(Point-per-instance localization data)

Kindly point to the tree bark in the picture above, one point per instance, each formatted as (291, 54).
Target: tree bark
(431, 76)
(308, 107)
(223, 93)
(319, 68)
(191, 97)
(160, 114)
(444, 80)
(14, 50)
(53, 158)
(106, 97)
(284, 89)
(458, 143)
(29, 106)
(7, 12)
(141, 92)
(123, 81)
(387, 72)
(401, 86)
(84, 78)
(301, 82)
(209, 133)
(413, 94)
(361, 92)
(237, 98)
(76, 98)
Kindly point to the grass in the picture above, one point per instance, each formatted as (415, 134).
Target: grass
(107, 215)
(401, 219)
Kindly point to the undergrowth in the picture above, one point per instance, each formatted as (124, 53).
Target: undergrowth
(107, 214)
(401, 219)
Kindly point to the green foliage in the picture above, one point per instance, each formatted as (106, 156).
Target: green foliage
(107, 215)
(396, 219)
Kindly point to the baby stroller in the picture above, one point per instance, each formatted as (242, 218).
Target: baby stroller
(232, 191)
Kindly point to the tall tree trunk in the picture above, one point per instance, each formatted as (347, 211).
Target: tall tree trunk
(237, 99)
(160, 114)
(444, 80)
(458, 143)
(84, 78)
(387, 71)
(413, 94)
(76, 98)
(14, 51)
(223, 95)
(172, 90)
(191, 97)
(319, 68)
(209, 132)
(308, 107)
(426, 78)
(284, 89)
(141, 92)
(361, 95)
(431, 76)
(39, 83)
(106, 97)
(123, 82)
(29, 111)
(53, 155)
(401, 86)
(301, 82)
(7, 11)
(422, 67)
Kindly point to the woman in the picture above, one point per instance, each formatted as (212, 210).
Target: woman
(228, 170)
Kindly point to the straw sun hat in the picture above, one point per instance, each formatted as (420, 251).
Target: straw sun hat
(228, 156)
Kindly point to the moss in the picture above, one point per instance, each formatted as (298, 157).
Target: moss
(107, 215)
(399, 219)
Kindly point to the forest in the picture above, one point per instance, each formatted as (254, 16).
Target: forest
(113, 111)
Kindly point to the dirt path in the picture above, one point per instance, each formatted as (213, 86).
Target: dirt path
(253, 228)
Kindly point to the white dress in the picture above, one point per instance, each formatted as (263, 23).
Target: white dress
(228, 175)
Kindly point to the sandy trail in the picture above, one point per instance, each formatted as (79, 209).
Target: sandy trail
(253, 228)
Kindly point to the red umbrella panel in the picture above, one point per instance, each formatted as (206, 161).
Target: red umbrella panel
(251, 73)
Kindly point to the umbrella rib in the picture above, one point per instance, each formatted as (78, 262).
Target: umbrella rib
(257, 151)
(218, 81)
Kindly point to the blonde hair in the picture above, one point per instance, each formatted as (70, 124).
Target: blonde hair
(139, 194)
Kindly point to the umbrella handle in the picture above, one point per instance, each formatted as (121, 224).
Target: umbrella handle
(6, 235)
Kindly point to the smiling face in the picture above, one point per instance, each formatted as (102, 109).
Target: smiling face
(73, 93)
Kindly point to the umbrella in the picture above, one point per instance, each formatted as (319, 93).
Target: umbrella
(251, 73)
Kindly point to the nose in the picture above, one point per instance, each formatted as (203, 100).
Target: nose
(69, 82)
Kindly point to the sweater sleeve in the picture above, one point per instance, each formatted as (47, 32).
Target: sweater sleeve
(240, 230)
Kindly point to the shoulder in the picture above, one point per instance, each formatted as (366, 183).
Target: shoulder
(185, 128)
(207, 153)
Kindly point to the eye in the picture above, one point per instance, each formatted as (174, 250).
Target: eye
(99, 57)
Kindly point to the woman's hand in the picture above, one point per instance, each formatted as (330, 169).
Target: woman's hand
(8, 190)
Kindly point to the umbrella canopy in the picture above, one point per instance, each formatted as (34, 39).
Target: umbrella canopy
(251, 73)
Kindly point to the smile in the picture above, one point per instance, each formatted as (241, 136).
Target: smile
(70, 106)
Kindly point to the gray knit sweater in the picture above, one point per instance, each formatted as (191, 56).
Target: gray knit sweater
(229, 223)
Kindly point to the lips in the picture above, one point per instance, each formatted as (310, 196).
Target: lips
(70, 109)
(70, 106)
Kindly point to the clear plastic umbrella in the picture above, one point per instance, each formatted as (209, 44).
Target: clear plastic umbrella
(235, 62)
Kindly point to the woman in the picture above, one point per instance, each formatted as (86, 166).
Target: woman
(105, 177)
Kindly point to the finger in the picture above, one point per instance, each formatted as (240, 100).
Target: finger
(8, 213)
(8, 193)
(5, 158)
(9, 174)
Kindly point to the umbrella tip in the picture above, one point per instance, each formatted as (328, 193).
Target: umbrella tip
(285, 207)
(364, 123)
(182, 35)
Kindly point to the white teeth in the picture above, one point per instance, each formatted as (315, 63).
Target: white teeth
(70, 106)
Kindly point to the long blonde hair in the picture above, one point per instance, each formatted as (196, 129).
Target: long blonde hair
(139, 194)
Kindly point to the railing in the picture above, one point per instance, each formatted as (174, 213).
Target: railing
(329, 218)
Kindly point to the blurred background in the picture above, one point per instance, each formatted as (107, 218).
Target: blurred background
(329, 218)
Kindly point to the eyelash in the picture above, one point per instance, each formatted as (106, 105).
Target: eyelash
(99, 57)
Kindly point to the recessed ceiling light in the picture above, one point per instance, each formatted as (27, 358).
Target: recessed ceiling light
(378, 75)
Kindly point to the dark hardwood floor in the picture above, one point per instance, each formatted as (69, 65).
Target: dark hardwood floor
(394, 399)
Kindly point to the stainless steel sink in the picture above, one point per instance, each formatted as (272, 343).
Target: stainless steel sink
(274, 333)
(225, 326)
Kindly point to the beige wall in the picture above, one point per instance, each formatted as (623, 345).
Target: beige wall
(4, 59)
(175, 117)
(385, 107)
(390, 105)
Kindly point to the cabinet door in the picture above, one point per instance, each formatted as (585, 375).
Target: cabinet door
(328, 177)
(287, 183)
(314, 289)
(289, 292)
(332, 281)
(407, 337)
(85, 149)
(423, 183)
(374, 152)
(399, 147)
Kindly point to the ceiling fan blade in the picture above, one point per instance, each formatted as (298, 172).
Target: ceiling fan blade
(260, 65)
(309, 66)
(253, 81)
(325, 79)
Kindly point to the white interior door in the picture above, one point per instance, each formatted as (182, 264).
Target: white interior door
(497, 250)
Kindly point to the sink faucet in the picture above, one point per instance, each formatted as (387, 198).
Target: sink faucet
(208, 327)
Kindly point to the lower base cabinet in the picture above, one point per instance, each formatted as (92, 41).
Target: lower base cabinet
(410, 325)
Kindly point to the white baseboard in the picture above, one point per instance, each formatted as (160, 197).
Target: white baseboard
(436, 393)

■ Assigned task
Would you mind copying all of the records exactly?

■ Response to this exercise
Kindly point to the tree bark in the picture above, one point per instance, each formatted as (291, 54).
Target: tree bark
(431, 76)
(308, 107)
(223, 93)
(319, 68)
(191, 97)
(160, 114)
(444, 80)
(14, 50)
(53, 158)
(106, 97)
(284, 89)
(458, 143)
(29, 106)
(7, 12)
(141, 92)
(123, 81)
(387, 72)
(401, 86)
(84, 78)
(301, 82)
(209, 133)
(413, 94)
(361, 92)
(237, 98)
(76, 98)
Kindly point to the grass in the picture above, one point per instance, each formatted as (415, 134).
Target: grass
(107, 215)
(401, 219)
Kindly point to the undergrowth in the picture above, one point per instance, each formatted as (124, 53).
Target: undergrowth
(107, 214)
(401, 219)
Kindly point to the green foliage in the picture above, one point per instance, each formatted as (106, 156).
Target: green foliage
(107, 215)
(396, 219)
Kindly point to the baby stroller in the picture above, one point per instance, each formatted as (242, 218).
Target: baby stroller
(232, 191)
Kindly point to the tall tree trunk in the picture above, one point per instance, each formatted as (347, 211).
Target: tall tree trunk
(237, 99)
(160, 114)
(444, 80)
(458, 143)
(84, 78)
(387, 71)
(413, 94)
(76, 98)
(14, 51)
(223, 95)
(172, 90)
(191, 97)
(319, 68)
(209, 132)
(308, 107)
(426, 78)
(284, 89)
(141, 92)
(361, 95)
(431, 76)
(39, 83)
(106, 97)
(123, 82)
(29, 111)
(53, 155)
(401, 86)
(301, 82)
(7, 11)
(422, 67)
Kindly point to the woman in the picture above, one point per instance, each formatted as (212, 210).
Target: woman
(228, 170)
Kindly point to the straw sun hat in the picture above, one point per instance, each formatted as (420, 251).
Target: straw sun hat
(228, 156)
Kindly point to the moss in the picture above, one point per instance, each formatted as (298, 157).
Target: moss
(107, 215)
(399, 219)
Kindly point to the forest in the picture above, one point per instance, each formatted as (254, 16).
Target: forest
(113, 111)
Kindly point to the dirt path in the picture above, one point per instance, each formatted as (213, 86).
Target: dirt path
(253, 228)
Kindly point to the white dress in the picture above, one point per instance, each formatted as (263, 23).
Target: white dress
(228, 175)
Kindly point to the sandy trail in the picture above, one point per instance, each formatted as (79, 209).
Target: sandy trail
(253, 228)
Kindly point to the red umbrella panel in the picture above, one point per instance, each formatted as (206, 161).
Target: red umbrella panel
(251, 73)
Kindly point to the umbrella rib in the picture above, one point per instance, each formatted as (78, 262).
Target: umbrella rib
(257, 151)
(218, 81)
Kindly point to the blonde hair in the picture above, one point per instance, each formatted as (70, 124).
Target: blonde hair
(139, 194)
Kindly point to the umbrella handle in the picture above, one point per instance, each formatted as (121, 224).
Target: umbrella handle
(6, 235)
Kindly point to the smiling face in the picture above, one point per instance, each formatted as (102, 109).
Target: smiling face
(73, 93)
Kindly point to the umbrella in the picture above, one point per instance, each formatted as (319, 93).
Target: umbrella
(251, 73)
Kindly point to the nose in the picture above, one point per instance, each formatted as (203, 100).
Target: nose
(69, 82)
Kindly point to the sweater sleeve in the picture above, one point per instance, each formatted as (47, 32).
Target: sweater sleeve
(240, 230)
Kindly point to the shoulder in the picture above, one point per instance, each formatted as (366, 183).
Target: shoulder
(185, 128)
(207, 153)
Kindly point to the eye in the picture above, one point per instance, each formatted as (174, 250).
Target: eye
(99, 57)
Kindly point to the woman's hand in the picture above, one point per instance, each formatted as (330, 169).
Target: woman's hand
(8, 190)
Kindly point to the umbrella canopy in the picture above, one point per instance, each formatted as (34, 39).
Target: umbrella canopy
(251, 73)
Kindly point to the smile in the picture above, one point per instance, each formatted as (241, 136).
Target: smile
(70, 106)
Kindly point to the gray knit sweater in the picture above, one point per instance, each formatted as (191, 56).
Target: gray knit sweater
(229, 223)
Kindly point to the lips in the picture above, one point per instance, each formatted as (310, 196).
Target: lips
(70, 109)
(70, 106)
Kindly point to the clear plastic umbrella in the picture above, one point per instance, each formatted as (209, 44).
Target: clear plastic umbrella
(235, 62)
Kindly point to the woman in the picture above, one point per instance, each formatted as (86, 166).
Target: woman
(105, 177)
Kindly point to the finger in the picture above, one point per instance, each formatted as (240, 100).
Target: finger
(8, 213)
(8, 193)
(5, 158)
(9, 174)
Kindly point to the umbrella tip in the picture above, one point per instance, each formatted as (328, 193).
Target: umbrella tip
(285, 207)
(364, 123)
(182, 35)
Kindly point to the white teeth in the picture above, one point per instance, each formatted as (315, 63).
Target: white teeth
(70, 106)
Kindly point to the long blonde hair in the picture above, one point per instance, each formatted as (196, 129).
Target: long blonde hair
(139, 194)
Kindly point to the railing in the picture above, one point per instance, each formatted as (174, 213).
Target: railing
(329, 218)
Kindly point to the blurred background in the picture above, one point per instance, each formatted as (107, 218).
Target: blurred background
(329, 218)
Kindly point to the eyelash in the picture above, one point per instance, each formatted as (106, 105).
Target: eyelash
(99, 57)
Kindly point to the recessed ceiling light in the picture above, one point per instance, each formatted as (27, 358).
Target: recessed ceiling light
(378, 75)
Kindly point to the dark hardwood floor in the picture above, one point per instance, each formatted as (69, 65).
Target: dark hardwood floor
(394, 399)
Kindly point to the stainless steel sink in the picture above, one point per instance, each formatted as (272, 343).
Target: stainless steel sink
(274, 333)
(225, 326)
Kindly point to the beige wall in the picture above, one point per instance, each formatted as (623, 345).
Target: beige wall
(4, 59)
(175, 117)
(385, 107)
(390, 105)
Kindly point to the cabinet door in the picture above, one point per instance, each formatted as (585, 375).
Target: cabinet door
(328, 177)
(287, 183)
(314, 289)
(289, 292)
(332, 281)
(407, 337)
(85, 149)
(423, 183)
(374, 152)
(399, 147)
Kindly point to the ceiling fan blade in the picture above, one point per instance, each formatted as (298, 172).
Target: ceiling fan blade
(260, 65)
(309, 66)
(253, 81)
(325, 79)
Kindly point to the white interior door in the picture above, one point per instance, each formatted as (182, 264).
Target: white interior door
(497, 250)
Kindly point to the sink faucet in the picture above, one point per instance, each formatted as (387, 198).
Target: sink faucet
(208, 327)
Kindly point to the lower base cabinet in the picture above, one point per instance, each formatted as (92, 41).
Target: lower base cabinet
(410, 325)
Kindly point to the white baseboard in the picture above, one point per instance, each formatted as (160, 197).
Target: white baseboard
(436, 393)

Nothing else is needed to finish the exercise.